--- START TEXT PROVIDED ---

FYI, Ito-Ura only refers to something desirable for Kanna (not even for nomi)


----------



## mpukas (Apr 25, 2012)

JBroida said:


> View attachment 6486



Of course. Duh. Thnx!


----------



## Schtoo (Apr 25, 2012)

Halicon said:


> Looking at the great names such as Usui Kengo, yep they deliver them unsharpened and therefore at 80% of the price. There are a couple of few smiths such as Tasai that like to deliver their tools semi-finished, but you also end up paying for it.



Are you _really_ sure?

Stu. 

(Finds stuff out by picking up the phone or sending an email to the folks who make the stuff. I don't know what anyone else does, but that's what I do.  )


----------



## Halicon (Apr 25, 2012)

JBroida said:


> there are a number of books, videos, etc. in Japan (in japanese) that agree with what i am saying... in addition, i am there every year training with the craftsmen in japan... i'm in workshops with people like Iizuka-san, Iwasaki-san, Nakaya Heiji, and a number of people in regions, such as sakai, tosa, tokyo, sanjo, ibaraki, etc. I feel very comfortable with what i have said.
> 
> FYI, Ito-Ura only refers to something desirable for Kanna (not even for nomi)



That's great for you JBroida.

I am in all earnest baffled that you haven't heard of Ito-ura earlier or the history of the Sen in Japan. It's good that you have solid sources such as Iwasaki-san, Iizuka-san, Heiji-san and greats like that to guide you on your way though, you're in good hands.

I also feel very comfortable with what I have said, why wouldn't either of us? It isn't a contest of who knows more or who is the best, or aren't we here to seek knowledge but instead come with ulterior motives? I won't budge on what I have written and explained and you won't budge on what you have written so I really don't see why you keep bringing this up as the both of us will only stray further off-topic the more we keep going.



@Bieniek, indeed it requires a bit of compensating from the user and usually larger stones are preferred. This whole topic is a bit sketchy to cover by writing on top of also being hard to wrapp your head around, and I'm very busy currently with a project. 
I would love to demonstrate later on when I get the time though so please stay tuned.


----------



## mhlee (Apr 25, 2012)

Schtoo said:


> Are you _really_ sure?
> 
> Stu.
> 
> (Finds stuff out by picking up the phone or sending an email to the folks who make the stuff. I don't know what anyone else does, but that's what I do.  )



I always like seeing what Stu writes.


----------



## Dave Martell (Apr 25, 2012)

All I know is that we can find a lot of information on knifemakers using wheels to hollow grind and only one (maybe two) makers who use a sen. I think it's important to stay on track with kitchen knife talk vs plane blade/chisel/sword talk.

--- END TEXT PROVIDED ---
--- START RECORDS SUPPLIED ---

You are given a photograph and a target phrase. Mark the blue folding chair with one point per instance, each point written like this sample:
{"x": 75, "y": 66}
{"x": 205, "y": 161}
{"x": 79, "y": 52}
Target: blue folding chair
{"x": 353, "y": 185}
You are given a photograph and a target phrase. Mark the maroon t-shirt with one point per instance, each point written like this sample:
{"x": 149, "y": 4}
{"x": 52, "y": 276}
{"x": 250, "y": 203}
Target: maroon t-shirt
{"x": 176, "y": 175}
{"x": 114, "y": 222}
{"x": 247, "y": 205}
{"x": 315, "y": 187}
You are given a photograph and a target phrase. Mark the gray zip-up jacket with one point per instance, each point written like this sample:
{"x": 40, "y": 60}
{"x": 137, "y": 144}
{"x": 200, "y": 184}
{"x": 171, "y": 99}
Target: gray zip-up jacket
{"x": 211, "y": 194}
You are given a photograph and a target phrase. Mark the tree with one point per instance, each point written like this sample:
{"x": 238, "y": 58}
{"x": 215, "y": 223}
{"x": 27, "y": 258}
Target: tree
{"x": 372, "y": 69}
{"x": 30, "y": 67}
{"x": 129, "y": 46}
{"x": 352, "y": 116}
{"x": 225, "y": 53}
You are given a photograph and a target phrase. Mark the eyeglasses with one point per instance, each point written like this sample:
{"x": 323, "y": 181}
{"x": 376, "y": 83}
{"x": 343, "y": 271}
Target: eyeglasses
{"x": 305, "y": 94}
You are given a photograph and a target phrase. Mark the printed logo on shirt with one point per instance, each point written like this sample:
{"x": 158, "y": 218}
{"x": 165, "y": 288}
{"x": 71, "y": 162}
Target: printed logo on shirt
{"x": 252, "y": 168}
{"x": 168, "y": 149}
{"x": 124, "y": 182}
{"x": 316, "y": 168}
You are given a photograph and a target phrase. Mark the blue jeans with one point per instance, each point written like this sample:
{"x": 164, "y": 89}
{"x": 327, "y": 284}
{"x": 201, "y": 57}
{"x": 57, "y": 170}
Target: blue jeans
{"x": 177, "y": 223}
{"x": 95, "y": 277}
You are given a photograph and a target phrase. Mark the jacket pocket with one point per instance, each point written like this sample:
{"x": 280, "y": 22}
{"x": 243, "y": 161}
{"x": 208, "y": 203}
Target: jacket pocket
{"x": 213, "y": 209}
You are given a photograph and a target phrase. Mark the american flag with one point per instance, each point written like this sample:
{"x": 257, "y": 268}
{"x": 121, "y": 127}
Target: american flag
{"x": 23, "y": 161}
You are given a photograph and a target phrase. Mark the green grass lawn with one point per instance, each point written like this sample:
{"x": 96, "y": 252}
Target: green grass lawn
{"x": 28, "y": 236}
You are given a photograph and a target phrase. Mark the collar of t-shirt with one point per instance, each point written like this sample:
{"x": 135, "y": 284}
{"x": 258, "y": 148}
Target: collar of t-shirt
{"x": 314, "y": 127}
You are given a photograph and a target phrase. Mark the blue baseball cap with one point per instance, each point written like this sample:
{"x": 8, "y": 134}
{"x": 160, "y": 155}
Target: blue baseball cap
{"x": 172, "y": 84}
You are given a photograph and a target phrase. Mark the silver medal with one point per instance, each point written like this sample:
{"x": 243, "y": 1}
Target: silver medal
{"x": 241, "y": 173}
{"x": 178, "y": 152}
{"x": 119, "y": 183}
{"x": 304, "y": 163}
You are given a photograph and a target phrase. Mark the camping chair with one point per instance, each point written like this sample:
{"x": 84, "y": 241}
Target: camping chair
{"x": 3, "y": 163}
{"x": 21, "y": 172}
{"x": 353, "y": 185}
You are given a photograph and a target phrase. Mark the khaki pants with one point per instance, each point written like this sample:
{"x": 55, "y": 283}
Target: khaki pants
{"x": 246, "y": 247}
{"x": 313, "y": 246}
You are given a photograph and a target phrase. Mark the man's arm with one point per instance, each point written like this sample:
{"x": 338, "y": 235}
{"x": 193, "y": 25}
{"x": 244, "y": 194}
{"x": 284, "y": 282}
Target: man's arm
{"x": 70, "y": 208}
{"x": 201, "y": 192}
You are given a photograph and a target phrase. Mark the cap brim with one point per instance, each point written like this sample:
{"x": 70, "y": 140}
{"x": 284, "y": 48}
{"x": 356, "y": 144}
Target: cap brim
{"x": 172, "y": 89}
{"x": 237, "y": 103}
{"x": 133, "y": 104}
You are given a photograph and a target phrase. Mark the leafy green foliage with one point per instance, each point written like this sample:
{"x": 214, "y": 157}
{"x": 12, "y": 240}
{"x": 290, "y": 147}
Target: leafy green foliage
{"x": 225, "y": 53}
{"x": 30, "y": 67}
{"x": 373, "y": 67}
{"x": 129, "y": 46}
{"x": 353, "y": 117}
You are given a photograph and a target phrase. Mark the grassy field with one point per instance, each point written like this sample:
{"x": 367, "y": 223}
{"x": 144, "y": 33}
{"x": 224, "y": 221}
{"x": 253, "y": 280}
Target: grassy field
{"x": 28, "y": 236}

--- END RECORDS SUPPLIED ---
--- START RECORDS SUPPLIED ---

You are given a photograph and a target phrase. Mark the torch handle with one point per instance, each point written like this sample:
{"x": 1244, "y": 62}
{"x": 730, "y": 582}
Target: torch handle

--- END RECORDS SUPPLIED ---
--- START RECORDS SUPPLIED ---

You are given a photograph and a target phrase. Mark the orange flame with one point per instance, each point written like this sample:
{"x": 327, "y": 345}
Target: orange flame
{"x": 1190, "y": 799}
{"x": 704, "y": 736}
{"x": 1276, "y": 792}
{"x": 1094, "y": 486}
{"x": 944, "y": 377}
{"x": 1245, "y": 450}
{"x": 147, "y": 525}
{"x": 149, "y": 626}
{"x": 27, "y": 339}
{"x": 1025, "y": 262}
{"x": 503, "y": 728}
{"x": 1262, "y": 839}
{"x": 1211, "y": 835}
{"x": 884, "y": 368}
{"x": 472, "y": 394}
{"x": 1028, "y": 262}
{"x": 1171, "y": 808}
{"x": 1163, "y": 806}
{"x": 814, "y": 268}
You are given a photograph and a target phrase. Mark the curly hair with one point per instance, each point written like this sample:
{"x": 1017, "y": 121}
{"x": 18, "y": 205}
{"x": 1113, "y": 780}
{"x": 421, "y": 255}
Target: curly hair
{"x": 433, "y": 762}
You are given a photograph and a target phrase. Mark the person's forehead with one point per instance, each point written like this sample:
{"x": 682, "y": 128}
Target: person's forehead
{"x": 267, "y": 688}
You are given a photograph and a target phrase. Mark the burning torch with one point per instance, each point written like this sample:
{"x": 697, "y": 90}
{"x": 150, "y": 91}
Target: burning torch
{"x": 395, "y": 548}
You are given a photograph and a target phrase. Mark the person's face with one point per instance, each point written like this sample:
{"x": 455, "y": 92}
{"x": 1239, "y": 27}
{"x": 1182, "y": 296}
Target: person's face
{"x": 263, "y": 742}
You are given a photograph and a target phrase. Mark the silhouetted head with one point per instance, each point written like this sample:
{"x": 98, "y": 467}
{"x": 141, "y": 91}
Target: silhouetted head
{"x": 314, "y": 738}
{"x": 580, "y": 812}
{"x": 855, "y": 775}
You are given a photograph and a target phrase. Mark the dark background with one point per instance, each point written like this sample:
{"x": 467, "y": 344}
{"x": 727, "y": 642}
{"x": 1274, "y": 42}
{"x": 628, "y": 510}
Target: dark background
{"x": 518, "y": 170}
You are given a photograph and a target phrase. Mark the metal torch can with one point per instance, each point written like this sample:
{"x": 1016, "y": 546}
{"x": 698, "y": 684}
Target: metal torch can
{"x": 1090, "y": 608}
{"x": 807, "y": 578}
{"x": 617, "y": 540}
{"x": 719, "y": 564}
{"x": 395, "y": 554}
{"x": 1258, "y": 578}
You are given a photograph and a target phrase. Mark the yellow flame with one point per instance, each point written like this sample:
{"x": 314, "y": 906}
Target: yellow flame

--- END RECORDS SUPPLIED ---

PROBLEMS TO SOLVE:
(1) Using the forum thread on Ito-ura and the sen, decide whether each statement agrees with it. Answer yes or no for each and quote the words that decide it: (a) Schtoo says he learns things by phoning or emailing the people who make them. (b) Halicon offers to demonstrate the topic right away. (c) Dave Martell says many makers use a sen.
(2) Extend the forum thread on Ito-ura and the sen by continuing Dave Martell's final post after its last sentence.

REPLIES:
(1)
(a) Yes: "Finds stuff out by picking up the phone or sending an email to the folks who make the stuff."
(b) No: "I would love to demonstrate later on when I get the time though"
(c) No: "only one (maybe two) makers who use a sen."

(2)
Furthermore, knife maintainers (also known as knife users) are NEVER going to use a sen or a wheel to re-create the hollow of their knives - it'll NEVER happen. Sure we can talk about the how & why a sen or wheel is used but let's not refer to these aspects as critical to maintenance or as a recommendation for fixing or maintaining these knives because that's misleading. Now I'm not saying that anyone has said these things, I'm simply stating the above because the waters are getting murky in here.


----------



## schanop (Apr 25, 2012)

Picture describes it more clearly than words  @mpukas, I think I understand what you try to describe.

May be I should have phrased my question as that some knives come from the make with wider bevel and lower angle at the tip like many debas and shigefusa yanagibas. If the intention is to follow maker's shape (I think that was what Jon was saying) during sharpening and usage, that's all ok.




mpukas said:


> I've had conversations w/ Jon about this, and Jon, please correct me if I don't get this quite right...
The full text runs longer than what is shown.